(Dataset entries)
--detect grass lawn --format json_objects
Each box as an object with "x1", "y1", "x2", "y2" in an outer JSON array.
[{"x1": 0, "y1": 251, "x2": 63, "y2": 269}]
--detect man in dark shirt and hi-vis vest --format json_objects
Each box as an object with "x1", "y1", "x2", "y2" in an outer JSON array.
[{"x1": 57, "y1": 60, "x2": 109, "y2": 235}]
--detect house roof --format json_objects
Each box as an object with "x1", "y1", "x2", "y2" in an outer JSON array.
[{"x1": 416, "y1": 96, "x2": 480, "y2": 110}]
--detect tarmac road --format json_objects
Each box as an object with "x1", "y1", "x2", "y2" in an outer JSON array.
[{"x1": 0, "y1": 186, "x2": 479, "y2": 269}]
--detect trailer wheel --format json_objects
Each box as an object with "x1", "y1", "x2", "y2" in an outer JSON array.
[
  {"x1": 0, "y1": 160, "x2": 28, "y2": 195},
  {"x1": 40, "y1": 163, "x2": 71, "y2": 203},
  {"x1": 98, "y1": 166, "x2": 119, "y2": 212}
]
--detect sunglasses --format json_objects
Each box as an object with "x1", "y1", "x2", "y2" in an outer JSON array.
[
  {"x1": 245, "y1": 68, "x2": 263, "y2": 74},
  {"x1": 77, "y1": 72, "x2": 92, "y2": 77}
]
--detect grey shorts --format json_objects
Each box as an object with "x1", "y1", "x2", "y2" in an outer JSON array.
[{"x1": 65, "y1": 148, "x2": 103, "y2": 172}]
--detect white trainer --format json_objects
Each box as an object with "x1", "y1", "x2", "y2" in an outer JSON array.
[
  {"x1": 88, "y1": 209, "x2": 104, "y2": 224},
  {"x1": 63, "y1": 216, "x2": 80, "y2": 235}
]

---

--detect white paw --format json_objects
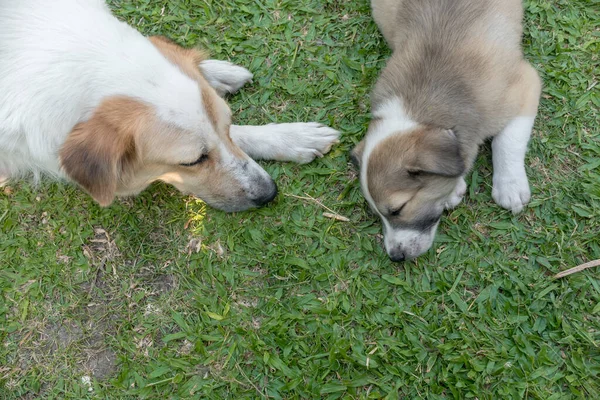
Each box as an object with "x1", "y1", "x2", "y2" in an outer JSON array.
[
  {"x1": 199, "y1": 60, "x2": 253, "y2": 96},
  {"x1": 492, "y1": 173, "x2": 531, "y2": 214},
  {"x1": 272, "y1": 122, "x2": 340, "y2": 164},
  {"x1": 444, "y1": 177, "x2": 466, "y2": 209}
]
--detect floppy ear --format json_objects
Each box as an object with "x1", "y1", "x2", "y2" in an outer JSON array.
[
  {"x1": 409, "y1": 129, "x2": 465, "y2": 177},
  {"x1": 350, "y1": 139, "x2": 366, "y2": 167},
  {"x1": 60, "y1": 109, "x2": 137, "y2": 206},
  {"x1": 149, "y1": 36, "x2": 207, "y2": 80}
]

**Task requirements**
Count the lines in the data where "white" occurs. Report the number only.

**Response for this exercise**
2